[Tutor] Re: Comparing lines in two files, writing result into a third file

pan@uchicago.edu pan@uchicago.edu
Sat Apr 26 13:49:02 2003


Hi Stuart,

Scott's example is indeed excellent. So far we've got 3 different approaches:

1) Scott's dictionary
2) Danny's list comparison
3) Pan's list comprehension

I believe Scott's approach is the fastest one, but I didn't do any rate test
on it. I actually tried to see if I can modify my code to 'beat' Danny's, in
terms of speed. But I failed, miserably, hahaha ... I guess my appraoch is
the slowest one and can only be used when the data size is < 3000.

In my opinion, Scott's code can still be modified to make it even more 
efficient (or, more eloquent at least):

1) Use the built-in .setdefault() function of a dict for the folloing action:

    if d.has_key(num): d[num] += 1   # <- increment value, or
    else: d[num] = 1                 # <- create a new key

    I'll leave this for you to figure out.

2) His dictionary 'dum' looks like:

   'a':1,
   'b':1,
   'd':2,
   'f':1,
   ...

● **DATASET EXTRACT**:
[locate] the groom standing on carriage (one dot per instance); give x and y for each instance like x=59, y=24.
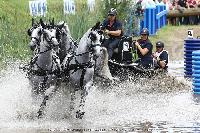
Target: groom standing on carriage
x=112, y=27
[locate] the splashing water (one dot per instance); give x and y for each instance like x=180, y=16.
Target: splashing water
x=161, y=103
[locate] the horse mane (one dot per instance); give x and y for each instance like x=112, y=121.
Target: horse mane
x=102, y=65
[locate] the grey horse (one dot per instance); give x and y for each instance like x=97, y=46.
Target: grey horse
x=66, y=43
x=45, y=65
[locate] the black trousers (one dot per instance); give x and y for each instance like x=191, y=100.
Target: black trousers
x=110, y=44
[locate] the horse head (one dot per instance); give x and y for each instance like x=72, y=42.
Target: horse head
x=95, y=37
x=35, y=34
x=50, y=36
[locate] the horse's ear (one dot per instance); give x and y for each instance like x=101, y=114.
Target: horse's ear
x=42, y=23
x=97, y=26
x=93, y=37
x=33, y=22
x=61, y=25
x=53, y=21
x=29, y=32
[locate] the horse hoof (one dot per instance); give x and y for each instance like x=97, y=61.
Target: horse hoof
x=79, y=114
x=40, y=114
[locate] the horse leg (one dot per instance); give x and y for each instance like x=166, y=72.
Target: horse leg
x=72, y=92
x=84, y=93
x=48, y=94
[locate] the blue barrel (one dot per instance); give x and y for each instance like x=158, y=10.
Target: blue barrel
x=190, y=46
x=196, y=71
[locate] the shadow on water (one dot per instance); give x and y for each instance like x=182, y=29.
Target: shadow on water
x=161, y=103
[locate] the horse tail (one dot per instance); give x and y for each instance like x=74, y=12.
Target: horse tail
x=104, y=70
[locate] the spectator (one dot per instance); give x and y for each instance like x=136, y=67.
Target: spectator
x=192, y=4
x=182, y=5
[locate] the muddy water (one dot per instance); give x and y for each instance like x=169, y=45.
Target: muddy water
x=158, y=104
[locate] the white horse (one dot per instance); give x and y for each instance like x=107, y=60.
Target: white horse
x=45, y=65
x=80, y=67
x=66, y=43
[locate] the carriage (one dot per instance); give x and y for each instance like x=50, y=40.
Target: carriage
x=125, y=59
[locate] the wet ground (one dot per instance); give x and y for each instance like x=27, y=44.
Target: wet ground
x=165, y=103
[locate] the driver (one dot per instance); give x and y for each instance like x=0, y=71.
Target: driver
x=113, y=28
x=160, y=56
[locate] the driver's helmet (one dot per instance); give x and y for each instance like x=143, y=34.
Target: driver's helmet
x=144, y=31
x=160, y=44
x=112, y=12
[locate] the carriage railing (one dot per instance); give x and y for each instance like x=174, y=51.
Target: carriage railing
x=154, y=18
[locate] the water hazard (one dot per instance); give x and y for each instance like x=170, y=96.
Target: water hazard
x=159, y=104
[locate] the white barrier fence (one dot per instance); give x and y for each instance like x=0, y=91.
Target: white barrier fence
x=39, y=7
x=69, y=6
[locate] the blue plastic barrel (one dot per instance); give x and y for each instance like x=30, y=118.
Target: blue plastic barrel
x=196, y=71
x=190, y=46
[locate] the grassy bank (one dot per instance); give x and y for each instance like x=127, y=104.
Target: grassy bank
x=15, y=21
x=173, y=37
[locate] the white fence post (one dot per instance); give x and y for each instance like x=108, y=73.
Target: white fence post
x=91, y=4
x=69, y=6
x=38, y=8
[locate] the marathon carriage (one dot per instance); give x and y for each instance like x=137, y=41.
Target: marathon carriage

==

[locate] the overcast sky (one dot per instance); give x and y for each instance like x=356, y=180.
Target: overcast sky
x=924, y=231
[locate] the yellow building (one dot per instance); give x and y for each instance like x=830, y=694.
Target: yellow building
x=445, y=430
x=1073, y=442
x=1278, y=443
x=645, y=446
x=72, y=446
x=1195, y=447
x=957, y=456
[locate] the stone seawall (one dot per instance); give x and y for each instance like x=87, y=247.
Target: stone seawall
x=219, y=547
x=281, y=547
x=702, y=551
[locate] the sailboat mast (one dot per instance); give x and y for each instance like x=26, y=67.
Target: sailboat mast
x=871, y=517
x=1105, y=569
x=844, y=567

...

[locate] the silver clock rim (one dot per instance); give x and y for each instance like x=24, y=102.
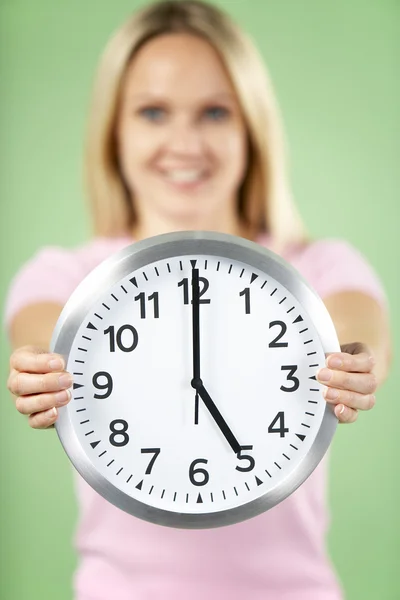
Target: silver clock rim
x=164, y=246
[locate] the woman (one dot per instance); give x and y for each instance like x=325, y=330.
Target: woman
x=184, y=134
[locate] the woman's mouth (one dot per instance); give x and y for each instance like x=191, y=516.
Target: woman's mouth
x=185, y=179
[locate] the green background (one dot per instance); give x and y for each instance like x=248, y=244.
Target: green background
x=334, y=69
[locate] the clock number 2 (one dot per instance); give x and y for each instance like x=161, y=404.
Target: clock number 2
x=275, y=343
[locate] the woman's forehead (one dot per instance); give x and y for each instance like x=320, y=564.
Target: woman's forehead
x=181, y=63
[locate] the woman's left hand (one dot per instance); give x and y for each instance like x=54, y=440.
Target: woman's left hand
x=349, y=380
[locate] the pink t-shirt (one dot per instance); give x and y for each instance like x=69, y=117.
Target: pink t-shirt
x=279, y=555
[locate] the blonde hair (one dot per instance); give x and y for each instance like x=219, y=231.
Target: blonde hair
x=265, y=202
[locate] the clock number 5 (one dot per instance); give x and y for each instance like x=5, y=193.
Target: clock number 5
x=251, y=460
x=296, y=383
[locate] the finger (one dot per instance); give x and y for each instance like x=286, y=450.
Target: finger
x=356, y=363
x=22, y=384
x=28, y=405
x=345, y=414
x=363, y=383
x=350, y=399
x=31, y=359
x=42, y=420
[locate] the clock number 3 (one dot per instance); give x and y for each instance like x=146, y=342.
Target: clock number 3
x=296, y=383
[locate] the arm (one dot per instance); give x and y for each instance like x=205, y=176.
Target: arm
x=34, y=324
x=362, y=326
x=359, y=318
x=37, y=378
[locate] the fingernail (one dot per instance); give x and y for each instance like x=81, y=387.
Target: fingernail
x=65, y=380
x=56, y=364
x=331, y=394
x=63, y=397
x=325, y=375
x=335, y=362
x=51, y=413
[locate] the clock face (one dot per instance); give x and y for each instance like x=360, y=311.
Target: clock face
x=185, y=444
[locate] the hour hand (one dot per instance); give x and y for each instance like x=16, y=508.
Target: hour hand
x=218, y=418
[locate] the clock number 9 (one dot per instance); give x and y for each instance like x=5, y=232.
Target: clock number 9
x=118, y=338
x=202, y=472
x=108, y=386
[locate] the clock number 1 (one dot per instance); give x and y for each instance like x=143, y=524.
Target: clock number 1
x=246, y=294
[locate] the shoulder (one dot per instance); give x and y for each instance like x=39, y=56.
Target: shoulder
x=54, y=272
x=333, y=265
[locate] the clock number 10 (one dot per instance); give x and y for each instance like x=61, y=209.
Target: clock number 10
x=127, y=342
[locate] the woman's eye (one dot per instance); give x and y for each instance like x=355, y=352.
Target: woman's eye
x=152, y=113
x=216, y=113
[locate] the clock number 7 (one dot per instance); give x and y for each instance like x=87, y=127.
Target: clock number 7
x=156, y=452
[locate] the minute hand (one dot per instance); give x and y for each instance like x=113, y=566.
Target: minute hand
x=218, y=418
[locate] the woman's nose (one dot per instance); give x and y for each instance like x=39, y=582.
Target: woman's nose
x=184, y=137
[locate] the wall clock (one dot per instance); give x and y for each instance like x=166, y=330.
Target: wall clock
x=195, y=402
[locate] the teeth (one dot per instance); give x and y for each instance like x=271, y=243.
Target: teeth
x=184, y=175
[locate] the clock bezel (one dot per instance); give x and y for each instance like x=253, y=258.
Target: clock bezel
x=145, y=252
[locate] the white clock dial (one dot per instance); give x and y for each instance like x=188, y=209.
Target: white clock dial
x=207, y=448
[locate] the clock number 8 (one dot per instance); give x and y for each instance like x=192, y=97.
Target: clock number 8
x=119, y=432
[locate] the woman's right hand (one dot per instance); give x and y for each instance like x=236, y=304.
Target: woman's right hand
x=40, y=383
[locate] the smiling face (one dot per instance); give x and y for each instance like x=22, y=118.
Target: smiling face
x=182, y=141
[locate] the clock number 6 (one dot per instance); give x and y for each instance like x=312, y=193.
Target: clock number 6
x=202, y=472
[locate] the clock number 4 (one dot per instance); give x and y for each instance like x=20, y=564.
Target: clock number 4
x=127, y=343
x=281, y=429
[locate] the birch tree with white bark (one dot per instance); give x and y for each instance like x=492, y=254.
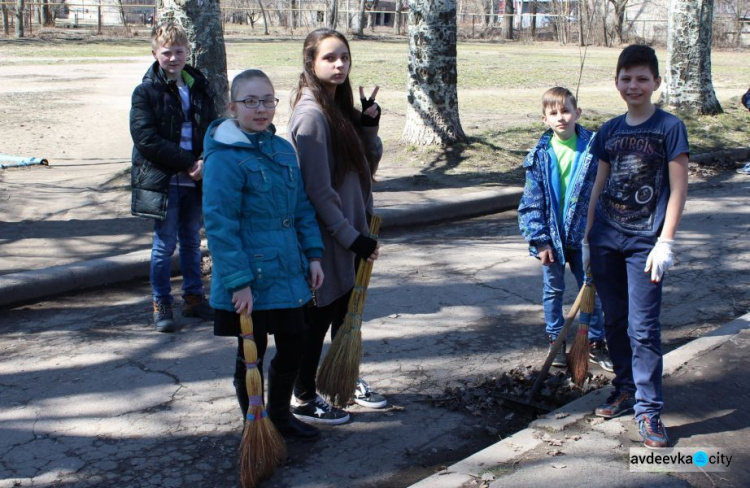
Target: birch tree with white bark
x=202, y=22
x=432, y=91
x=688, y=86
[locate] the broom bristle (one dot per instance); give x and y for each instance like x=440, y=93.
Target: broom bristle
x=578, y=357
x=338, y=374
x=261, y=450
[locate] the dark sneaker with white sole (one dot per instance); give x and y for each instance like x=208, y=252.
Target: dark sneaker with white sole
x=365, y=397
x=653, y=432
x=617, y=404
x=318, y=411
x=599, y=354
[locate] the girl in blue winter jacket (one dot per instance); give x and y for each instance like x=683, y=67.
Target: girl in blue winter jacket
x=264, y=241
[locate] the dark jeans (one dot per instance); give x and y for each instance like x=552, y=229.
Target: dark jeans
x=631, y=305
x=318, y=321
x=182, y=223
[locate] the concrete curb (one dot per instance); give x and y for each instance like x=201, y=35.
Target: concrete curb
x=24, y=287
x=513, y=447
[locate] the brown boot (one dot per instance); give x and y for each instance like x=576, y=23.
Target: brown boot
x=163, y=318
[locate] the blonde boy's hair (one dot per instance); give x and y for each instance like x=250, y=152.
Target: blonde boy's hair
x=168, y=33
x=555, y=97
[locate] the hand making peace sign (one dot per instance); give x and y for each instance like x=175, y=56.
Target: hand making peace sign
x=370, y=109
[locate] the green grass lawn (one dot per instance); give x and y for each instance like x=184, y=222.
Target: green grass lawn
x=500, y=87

● **TO DO**: The post about comparing lines in two files numbers the approaches gathered so far. List each one.

● **REPLY TO THE TASK**:
1) Scott's dictionary
2) Danny's list comparison
3) Pan's list comprehension